> STATED PROBLEM: Rewrite the listing below, changing every "one point per instance" to "a single point per instance" and leaving the rest untouched.

> DATA FOR THIS EXERCISE:
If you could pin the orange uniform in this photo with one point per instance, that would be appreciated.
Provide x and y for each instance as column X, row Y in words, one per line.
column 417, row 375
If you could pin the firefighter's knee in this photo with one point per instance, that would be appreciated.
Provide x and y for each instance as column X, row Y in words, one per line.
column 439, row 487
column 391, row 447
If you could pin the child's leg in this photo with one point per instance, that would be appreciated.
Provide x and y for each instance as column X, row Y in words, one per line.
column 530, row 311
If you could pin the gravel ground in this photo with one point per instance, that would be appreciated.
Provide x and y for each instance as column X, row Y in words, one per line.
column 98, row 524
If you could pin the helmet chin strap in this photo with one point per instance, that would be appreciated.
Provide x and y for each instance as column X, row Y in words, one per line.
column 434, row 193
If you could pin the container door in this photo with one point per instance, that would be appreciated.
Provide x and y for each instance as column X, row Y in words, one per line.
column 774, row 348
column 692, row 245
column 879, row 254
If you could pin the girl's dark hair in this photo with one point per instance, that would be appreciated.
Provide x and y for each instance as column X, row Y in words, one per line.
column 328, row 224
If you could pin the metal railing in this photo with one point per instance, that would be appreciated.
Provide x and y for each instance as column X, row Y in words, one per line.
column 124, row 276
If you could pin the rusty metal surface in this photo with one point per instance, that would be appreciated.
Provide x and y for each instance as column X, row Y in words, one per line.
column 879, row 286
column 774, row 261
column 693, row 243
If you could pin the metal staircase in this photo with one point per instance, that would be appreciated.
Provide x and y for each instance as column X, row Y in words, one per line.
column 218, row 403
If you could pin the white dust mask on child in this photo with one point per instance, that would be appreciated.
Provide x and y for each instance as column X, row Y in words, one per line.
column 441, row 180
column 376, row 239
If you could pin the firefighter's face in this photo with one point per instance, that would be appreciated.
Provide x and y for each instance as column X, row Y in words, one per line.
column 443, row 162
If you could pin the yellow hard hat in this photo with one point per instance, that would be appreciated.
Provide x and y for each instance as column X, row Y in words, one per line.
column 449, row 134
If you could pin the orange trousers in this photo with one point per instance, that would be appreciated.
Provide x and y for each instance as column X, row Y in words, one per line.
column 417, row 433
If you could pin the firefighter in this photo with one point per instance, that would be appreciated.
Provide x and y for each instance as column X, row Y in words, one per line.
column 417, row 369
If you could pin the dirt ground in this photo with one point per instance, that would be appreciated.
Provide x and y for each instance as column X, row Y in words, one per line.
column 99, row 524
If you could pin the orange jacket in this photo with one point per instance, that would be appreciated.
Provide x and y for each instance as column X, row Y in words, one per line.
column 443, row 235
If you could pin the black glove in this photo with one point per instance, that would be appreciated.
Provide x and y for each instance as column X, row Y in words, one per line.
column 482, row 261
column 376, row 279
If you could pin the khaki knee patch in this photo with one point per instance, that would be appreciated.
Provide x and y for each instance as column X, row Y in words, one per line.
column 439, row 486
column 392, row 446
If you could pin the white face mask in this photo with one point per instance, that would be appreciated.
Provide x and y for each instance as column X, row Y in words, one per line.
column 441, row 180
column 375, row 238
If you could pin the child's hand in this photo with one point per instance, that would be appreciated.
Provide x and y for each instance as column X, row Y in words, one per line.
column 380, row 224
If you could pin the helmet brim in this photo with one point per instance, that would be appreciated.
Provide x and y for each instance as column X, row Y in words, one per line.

> TASK RESPONSE:
If you could pin the orange uniform in this photo with a single point per instance, that would be appreciated.
Provide x and y for each instance as column X, row Y in words, one per line.
column 417, row 375
If you could pin the firefighter's knee in this photo with a single point per instance, that would be appreciated.
Provide x and y for each instance as column X, row Y in words, one per line.
column 439, row 487
column 391, row 447
If you could pin the child's leg in this photo with a single point per instance, that would be appreciated.
Provide x and y for each instance as column X, row Y in words, one per line.
column 530, row 311
If you could pin the gravel ground in this photo with a single point per instance, that would be appreciated.
Provide x and y for each instance as column X, row Y in words, one per line.
column 98, row 524
If you could pin the helmet chin strap in this photo with a single point per instance, that would be appreciated.
Provide x and y for each instance as column X, row Y in words, one per line.
column 434, row 193
If you could pin the container door in this photo with a single point per instance, that would be appreciated.
Provide x and y for each instance as column X, row Y in words, one per line.
column 774, row 348
column 692, row 245
column 879, row 254
If you could pin the girl's dark hair in this photo with a single point per instance, that would be appreciated.
Provide x and y for each instance as column X, row Y in words, one per line.
column 328, row 224
If you could pin the metal railing in this photo with a single point per instance, that would be appreciated.
Provide x and y for each instance as column X, row Y in words, one per line.
column 124, row 276
If you could pin the rusty metal surface in this photo with a single point per instance, that would be appreciated.
Provide x and y for each instance as column X, row Y in words, one per line.
column 879, row 286
column 774, row 261
column 693, row 243
If you could pin the metal staircase in this photo with a single point per instance, that would be appreciated.
Provide x and y for each instance as column X, row Y in words, one per line.
column 218, row 403
If you could pin the white dust mask on child in this photo with a single point per instance, that would be appreciated.
Provide x and y for each instance as column X, row Y in words, one per line.
column 441, row 180
column 376, row 239
If you could pin the firefighter's face in this photo with a single point per instance, that would be appreciated.
Provide x and y for each instance as column X, row Y in words, one per line.
column 443, row 162
If you could pin the yellow hard hat in this photo with a single point per instance, that would be appreciated.
Provide x and y for each instance as column X, row Y in words, one per line.
column 449, row 134
If you could pin the orange trousers in this photo with a single point per instance, that would be appreciated.
Provide x and y for each instance as column X, row Y in words, one per line.
column 417, row 433
If you could pin the firefighter in this photo with a single point per instance, that would be appreciated.
Provide x and y for each instance as column X, row Y in words, one per line.
column 417, row 369
If you could pin the dirt ground in this photo with a single point per instance, that would be appreciated.
Provide x and y for each instance as column X, row Y in words, one per line.
column 99, row 524
If you could pin the orange jacket in this photo with a single point per instance, that would be appreciated.
Provide x and y for each instance as column X, row Y in words, one per line.
column 443, row 235
If you could pin the black glove in this photo with a single point per instance, that would be appreciated.
Provide x and y for each instance as column X, row Y in words, one per line.
column 482, row 261
column 376, row 279
If you could pin the khaki knee patch in this photo with a single point per instance, that would be appreciated.
Provide x and y for each instance as column X, row Y in words, one per line.
column 439, row 486
column 392, row 446
If you could pin the white face mask in this photo with a single point per instance, that would be appreciated.
Provide x and y for each instance as column X, row Y in words, one per line.
column 441, row 180
column 375, row 238
If you could pin the child's hand in this photo with a single point per instance, that would be appreciated.
Provide x and y for each instance as column X, row Y in words, one per line.
column 380, row 224
If you could pin the helmet brim in this photo with a single point per instance, that would be appreciated.
Provide x and y for each instance as column X, row Y in words, one per line.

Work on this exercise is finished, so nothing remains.